---------- PASSAGE PROVIDED

It's been less than a week since I wrapped up my third AI Engineer conference in San Francisco (now known as the AI Engineer World's Fair) brought to you by
. While I missed the agent-specific summit in New York earlier this year, the SF version proved to be remarkably multifaceted, both in terms of tracks and content.The conference returned to the Marriott Marquis in downtown San Francisco, this time overlapping with Snowflake Summit (with a whopping 20,000 attendees). This meant navigating crowds of attendees with slightly different-colored badges and being thankful to have avoided insane last-minute hotel prices.
Of all the AI conferences I've attended, the AI Engineer World's Fair continues to deliver some of the best content1. Unlike other AI events where I sometimes suspect I know more about LLMs than the speakers on stage, that's rarely the case here. And perhaps my one complaint from last year, how commercial the event felt, was very much improved: this was an event by engineers, for engineers (and researchers - I was able to see fellow Substack authors
and in person).Speaking of content, there was quite a lot to go around this year. The event featured eighteen tracks, up from nine last year:
AI Architects
AI in the Fortune 500
Tiny Teams
MCP
LLM RecSys
Agent Reliability
AI Infrastructure
Product Management
Voice
GraphRAG
Retrieval + Search
Design Engineering
SWE Agents
Evals
Security
Generative Media
Reasoning + RL
Autonomy + Robotics
No one person could consume them all - I caught at least one talk from only about half the tracks, so my recap is inevitably biased here. But even with my limited perspective, I walked away with a dozen new big ideas, and many more tips and tactics for building with generative AI.
Here are my most compelling insights from the conference - many of these could easily be expanded into a standalone deep dive, so leave a comment if you want to read more.
Evals: The Persistent Challenge
One theme emerged repeatedly: not only are evals crucial when building AI-enabled applications, but writing good evals remains very difficult. As we've mastered the building blocks of generative AI - structured outputs, basic RAG configurations, agentic loops - we're hitting a wall. For the nuanced, subjective outputs that make AI uniquely valuable, how do we define "good"? And how do we build rigorous systems to evaluate quality?
This isn't new - I noted the importance of evals last year - but it's striking that this is perhaps the hardest problem in AI engineering.
The Age of Agents: From Skepticism to Assumption
Agents were so ubiquitous at the conference that I almost forgot to mention them - which speaks volumes. The assumption across most talks was that you were building for an agentic implementation, or at least wanted the option to upgrade your chat experience into one. As someone who, only a few months ago, was skeptical about the wave of agent hype, I've since come around on what agents are becoming capable of.
This represents a dramatic shift from last year, when agent infrastructure was "the new hotness" and we worried about reliability and endless loops. Now, agentic workflows aren't a question of "if" but "how." The entire ecosystem has reoriented around this assumption.

--------------------
---------- ENTRIES SUPPLIED

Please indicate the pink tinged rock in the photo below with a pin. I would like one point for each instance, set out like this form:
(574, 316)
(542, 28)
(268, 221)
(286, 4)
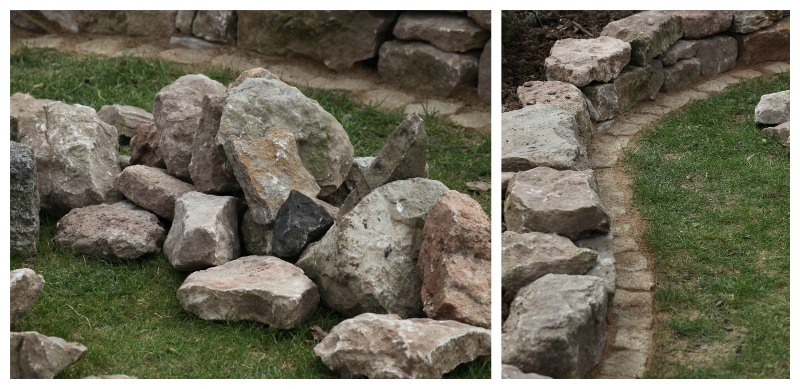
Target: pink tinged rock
(258, 288)
(25, 287)
(34, 355)
(110, 231)
(455, 261)
(151, 188)
(650, 33)
(367, 262)
(177, 110)
(551, 201)
(205, 232)
(582, 61)
(386, 346)
(556, 326)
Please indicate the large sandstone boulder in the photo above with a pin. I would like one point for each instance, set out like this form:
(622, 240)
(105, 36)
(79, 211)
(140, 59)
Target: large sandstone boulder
(110, 231)
(582, 61)
(24, 206)
(205, 231)
(34, 355)
(258, 288)
(177, 111)
(151, 188)
(557, 326)
(76, 157)
(455, 261)
(426, 68)
(551, 201)
(25, 287)
(541, 135)
(367, 260)
(336, 38)
(260, 104)
(386, 346)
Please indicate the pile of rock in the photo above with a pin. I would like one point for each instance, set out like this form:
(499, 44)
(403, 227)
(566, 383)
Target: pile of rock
(237, 200)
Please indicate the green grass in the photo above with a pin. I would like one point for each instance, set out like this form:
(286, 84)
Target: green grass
(127, 314)
(716, 195)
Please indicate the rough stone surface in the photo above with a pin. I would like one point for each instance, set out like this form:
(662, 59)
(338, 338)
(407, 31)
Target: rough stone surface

--------------------

WORK REQUIRED. Return, word for word, the stretch of the AI Engineer World's Fair recap from "This isn't new" through "around this assumption.".

RESULT OF THIS TASK.
This isn't new - I noted the importance of evals last year - but it's striking that this is perhaps the hardest problem in AI engineering.
The Age of Agents: From Skepticism to Assumption
Agents were so ubiquitous at the conference that I almost forgot to mention them - which speaks volumes. The assumption across most talks was that you were building for an agentic implementation, or at least wanted the option to upgrade your chat experience into one. As someone who, only a few months ago, was skeptical about the wave of agent hype, I've since come around on what agents are becoming capable of.
This represents a dramatic shift from last year, when agent infrastructure was "the new hotness" and we worried about reliability and endless loops. Now, agentic workflows aren't a question of "if" but "how." The entire ecosystem has reoriented around this assumption.